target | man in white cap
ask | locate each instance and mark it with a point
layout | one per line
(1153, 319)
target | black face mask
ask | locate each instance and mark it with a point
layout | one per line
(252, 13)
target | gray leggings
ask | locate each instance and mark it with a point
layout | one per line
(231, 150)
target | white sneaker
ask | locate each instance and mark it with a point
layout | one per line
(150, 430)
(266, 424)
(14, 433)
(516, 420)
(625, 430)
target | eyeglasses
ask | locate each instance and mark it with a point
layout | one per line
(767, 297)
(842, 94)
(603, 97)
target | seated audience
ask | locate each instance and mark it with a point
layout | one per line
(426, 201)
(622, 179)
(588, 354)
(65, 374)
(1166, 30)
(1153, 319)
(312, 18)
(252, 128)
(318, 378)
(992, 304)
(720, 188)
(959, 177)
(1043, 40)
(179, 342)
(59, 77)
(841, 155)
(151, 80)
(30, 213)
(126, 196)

Task to carry out: Every line of the material above should be repeated exactly.

Answer area:
target | man in white cap
ask | locate each instance and mark it with a point
layout | one per line
(1153, 319)
target | black face mask
ask | locate each instance and mark it with a point
layout | one per line
(252, 13)
target | gray leggings
ask | locate each instance and mark it with a point
layout | one per line
(231, 150)
target | white sneaker
ask | locate each instance and mark it with a point
layout | one per line
(150, 430)
(266, 424)
(14, 433)
(516, 420)
(625, 430)
target | eyeglasses
ask | locate each instance and mark it with a point
layout | one per line
(767, 297)
(842, 94)
(603, 97)
target | seated audience
ask | locate each instance and mark it with a point
layout | one per line
(426, 201)
(622, 179)
(588, 354)
(65, 374)
(1166, 30)
(1153, 319)
(312, 18)
(252, 128)
(318, 378)
(992, 304)
(720, 188)
(959, 177)
(1043, 40)
(179, 342)
(59, 77)
(841, 155)
(151, 80)
(30, 213)
(126, 196)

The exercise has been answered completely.